## START

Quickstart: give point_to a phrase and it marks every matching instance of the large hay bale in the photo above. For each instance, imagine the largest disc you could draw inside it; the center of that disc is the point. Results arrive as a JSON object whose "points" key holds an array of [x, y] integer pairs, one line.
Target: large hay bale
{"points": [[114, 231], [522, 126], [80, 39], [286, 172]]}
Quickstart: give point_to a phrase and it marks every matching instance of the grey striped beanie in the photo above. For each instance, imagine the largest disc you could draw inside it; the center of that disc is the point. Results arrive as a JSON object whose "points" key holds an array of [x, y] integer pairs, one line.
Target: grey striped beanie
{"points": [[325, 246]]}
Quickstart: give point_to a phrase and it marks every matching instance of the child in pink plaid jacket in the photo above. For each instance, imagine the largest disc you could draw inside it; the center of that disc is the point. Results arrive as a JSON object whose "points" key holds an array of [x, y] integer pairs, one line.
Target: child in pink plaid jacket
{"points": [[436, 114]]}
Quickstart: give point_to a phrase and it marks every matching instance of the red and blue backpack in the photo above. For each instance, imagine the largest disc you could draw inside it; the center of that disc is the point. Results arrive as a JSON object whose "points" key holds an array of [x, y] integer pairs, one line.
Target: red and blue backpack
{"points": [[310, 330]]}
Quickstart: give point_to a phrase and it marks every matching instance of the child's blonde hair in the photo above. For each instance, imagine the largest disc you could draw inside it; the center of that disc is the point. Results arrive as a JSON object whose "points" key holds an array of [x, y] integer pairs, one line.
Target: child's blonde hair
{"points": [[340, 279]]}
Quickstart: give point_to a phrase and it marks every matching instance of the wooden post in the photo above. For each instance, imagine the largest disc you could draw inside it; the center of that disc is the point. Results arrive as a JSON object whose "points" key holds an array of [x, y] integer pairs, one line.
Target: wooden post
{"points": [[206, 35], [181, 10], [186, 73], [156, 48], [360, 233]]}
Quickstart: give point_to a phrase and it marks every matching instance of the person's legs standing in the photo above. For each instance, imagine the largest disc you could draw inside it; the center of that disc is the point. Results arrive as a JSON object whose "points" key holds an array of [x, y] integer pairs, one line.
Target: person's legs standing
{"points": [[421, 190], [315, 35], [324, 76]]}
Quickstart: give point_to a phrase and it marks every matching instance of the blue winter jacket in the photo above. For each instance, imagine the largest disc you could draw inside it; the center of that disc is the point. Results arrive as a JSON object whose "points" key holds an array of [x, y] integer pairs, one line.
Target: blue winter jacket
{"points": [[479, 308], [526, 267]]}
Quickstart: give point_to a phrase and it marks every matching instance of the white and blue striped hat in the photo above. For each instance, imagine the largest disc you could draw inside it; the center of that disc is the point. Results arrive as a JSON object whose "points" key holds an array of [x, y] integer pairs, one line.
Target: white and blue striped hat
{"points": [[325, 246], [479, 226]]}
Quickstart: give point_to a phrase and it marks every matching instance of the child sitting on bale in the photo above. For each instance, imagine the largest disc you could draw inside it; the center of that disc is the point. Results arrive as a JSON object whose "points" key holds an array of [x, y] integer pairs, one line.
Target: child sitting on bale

## END

Repeat all of the lines above verbatim, with nothing changed.

Quickstart: give point_to a phrase and it marks every matching instance of the large hay bale in the photo above. For each instance, imagine the largest disc you could draw inside it; the center of that disc is the point. Results arrive as a JSON object whose "points" key holds an array of [x, y] integer pairs, one line.
Target: large hay bale
{"points": [[114, 231], [522, 126], [80, 39], [286, 172]]}
Quickstart: give point_to a phrase and it marks every matching instance of the grey striped beanie in the photo above. For each instance, imagine the largest disc you could draw inside it; the center of that disc is the point. Results arrive as a JSON object whose "points" key holds an array of [x, y] integer pairs, one line.
Target: grey striped beanie
{"points": [[325, 246]]}
Quickstart: give point_to a phrase and it marks every matching instance of the child in pink plaid jacket in the photo above. For each instance, imagine the largest disc you could draw inside it; the center of that disc is the point. Results arrive as a JSON object whose "points" key holds an array of [x, y] integer pairs, one line.
Target: child in pink plaid jacket
{"points": [[436, 114]]}
Quickstart: give point_to a phrase and it marks every matching instance of the red and blue backpack in the photo above. For each instance, imagine the largest disc you could draw inside it; the center of that disc is the point. Results arrive as a JSON object whose "points" key holds an array of [x, y] integer pairs, one line.
Target: red and blue backpack
{"points": [[310, 330]]}
Quickstart: give point_to a phrase and it marks every matching instance of the child's blonde hair in the photo above. For each instance, imagine the largest disc you could draw inside it; the center of that disc is the point. Results arrive as a JSON object whose "points" key holds an array of [x, y] integer pairs, one line.
Target: child's blonde hair
{"points": [[340, 279]]}
Quickstart: give point_to a phrase and it marks every matching instance of the wooden post in the photo above. For each instance, imagine the largest disc you could draw inside it; the center of that disc is the point. Results arrive as a JSON object whose "points" key holds an array of [x, y] integer pairs, one line.
Target: wooden post
{"points": [[206, 35], [181, 10], [186, 73], [156, 48], [360, 233]]}
Quickstart: give point_to a phrase and it marks every matching instance of the person's legs standing in the photo above. For each instance, imagine the largest disc you could draw inside it; the center of that disc is the point. Results arrive as a JSON object whose "points" key holds an array of [x, y] integer pairs, one line.
Target: person's legs standing
{"points": [[421, 190], [315, 35], [324, 76]]}
Quickstart: give point_to a phrase and it marks every matching instance of the blue winter jacket in the photo above. For each instance, imagine the largest disc you could draw inside it; the center of that disc is the point. Results arrive as a JSON object whose "points" key holds an array of [x, y] integer pairs, one line.
Target: blue winter jacket
{"points": [[479, 308], [526, 267]]}
Quickstart: give point_to a phrase and it marks every matching instance of the white and blue striped hat in the photo above. For each instance, imagine the largest disc you could draw inside it; the center of that disc is the point. Results arrive as a JSON object whose "points" key holds an array of [x, y] integer pairs, one line.
Target: white and blue striped hat
{"points": [[325, 246], [479, 226]]}
Quickstart: give point_to a phrase and it marks every matching instance of the child sitting on bale in the photo above. For each instance, imagine the largest disc you could draw inside it; the center of that disc is the point. Results arrive as a JSON object whose "points" key holds an array of [x, y] integer pairs, one line.
Target: child sitting on bale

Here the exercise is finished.